- Exercise text:
- - - - - - -

Eclipse One: New Science Fiction and Fantasy is the inaugural volume in Jonathan Strahan’s new annual original speculative fiction anthology. Strahan’s introduction is enthusiastic and even inspiring; he tells us of how the SF/F short story is flourishing and describes the huge quantity of wonderful, imaginative work coming from writers new and old. Eclipse One certainly manages to showcase some of that talent, and even if not every story is a hit, many and most are quite good, sometimes in surprising ways. There’s quite a variety of themes, settings, and characters, and I think the volume offers a welcome peek of neat directions modern SF/F writing might be able to explore and expand into.
Opening the anthology is Andy Duncan’s “Unique Chicken Goes in Reverse,” which addresses the subject of faith with a rare deftness. When a farmgirl attributes to a frizzled chicken the aspect of Jesus Christ, Father Leggett finds himself at a loss to explain her error—to the girl, and to himself. There is something immensely compelling about this near-sacrilegious belief—in Leggett’s eyes and, to the author’s great credit, in the eyes of the reader as well. Thus, “Unique Chicken” portrays an experience of faith—along with the related experiences of uncertainty, of wonder, of day-to-day coping, and others.

- - - - - - -

- What the exercise asks: Carry the review of Eclipse One above forward from its final sentence, in the same manner.

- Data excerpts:

- - - - - - -

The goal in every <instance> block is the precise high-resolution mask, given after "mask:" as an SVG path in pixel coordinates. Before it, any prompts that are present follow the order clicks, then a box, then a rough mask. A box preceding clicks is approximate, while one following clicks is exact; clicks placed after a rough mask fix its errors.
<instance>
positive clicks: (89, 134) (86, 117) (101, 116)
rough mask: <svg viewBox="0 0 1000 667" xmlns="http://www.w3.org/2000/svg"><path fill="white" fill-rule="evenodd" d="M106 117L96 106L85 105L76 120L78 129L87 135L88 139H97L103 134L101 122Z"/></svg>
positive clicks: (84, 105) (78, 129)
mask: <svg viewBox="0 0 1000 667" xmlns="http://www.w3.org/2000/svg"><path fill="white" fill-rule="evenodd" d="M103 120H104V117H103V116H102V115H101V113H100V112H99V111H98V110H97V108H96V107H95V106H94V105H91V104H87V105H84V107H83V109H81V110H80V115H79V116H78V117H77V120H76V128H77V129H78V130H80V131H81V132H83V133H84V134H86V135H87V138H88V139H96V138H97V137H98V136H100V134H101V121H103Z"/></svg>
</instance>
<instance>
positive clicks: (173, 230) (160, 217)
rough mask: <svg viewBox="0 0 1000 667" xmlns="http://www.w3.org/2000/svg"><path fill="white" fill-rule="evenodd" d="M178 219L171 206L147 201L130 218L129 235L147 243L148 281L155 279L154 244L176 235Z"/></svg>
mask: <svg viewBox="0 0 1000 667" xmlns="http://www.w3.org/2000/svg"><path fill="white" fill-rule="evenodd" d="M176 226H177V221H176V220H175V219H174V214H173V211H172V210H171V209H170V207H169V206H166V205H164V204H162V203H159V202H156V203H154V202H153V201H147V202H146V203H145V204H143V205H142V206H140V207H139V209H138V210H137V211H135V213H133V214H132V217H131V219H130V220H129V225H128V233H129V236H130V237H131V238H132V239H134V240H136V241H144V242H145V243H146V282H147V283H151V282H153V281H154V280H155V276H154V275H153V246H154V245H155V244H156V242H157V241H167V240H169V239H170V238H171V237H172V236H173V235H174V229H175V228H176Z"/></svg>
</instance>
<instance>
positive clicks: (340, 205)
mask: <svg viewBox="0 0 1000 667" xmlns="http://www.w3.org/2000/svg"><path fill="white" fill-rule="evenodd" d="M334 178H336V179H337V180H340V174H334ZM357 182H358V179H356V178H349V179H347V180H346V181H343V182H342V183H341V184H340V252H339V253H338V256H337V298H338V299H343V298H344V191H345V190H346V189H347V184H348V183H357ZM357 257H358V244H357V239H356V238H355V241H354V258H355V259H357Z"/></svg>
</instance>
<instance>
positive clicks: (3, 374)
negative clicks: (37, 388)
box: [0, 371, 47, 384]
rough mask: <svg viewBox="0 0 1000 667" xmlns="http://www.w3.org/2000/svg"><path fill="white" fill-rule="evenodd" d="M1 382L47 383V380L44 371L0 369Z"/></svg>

- - - - - - -

- Answer to this task:
This story strikes home where most fall flat. The characters are warm, human, and comfortable. The pace is steady, not biting off more than it can chew nor wallowing in static introspection. Perhaps the only real flaw is the homage “Unique Chicken” pays to the real-life events it was based upon, or perhaps draped upon; there are references to details of the original episode—and it is even made into a sort of punch line—but the connection doesn’t seem to add anything here, and referring to it serves only to distract. Still, the distraction is minor; all in all, “Unique Chicken” is highly recommended, and this reviewer wishes it luck on the Nebula ballot.
Garth Nix offers us a madcap romp in the disconcertingly titled “Bad Luck, Trouble, Death, and Vampire Sex.” It opens with Gardner accidentally killing his grandmother through outstanding clumsiness and misfortune. As said grandmother is the Witch Queen, ruling over magical realms and creatures sprawling every which way from our own, Gardner is now in quite a bit of trouble. What follows are his desperate attempts at damage control, with the even more desperate hope of surviving the process.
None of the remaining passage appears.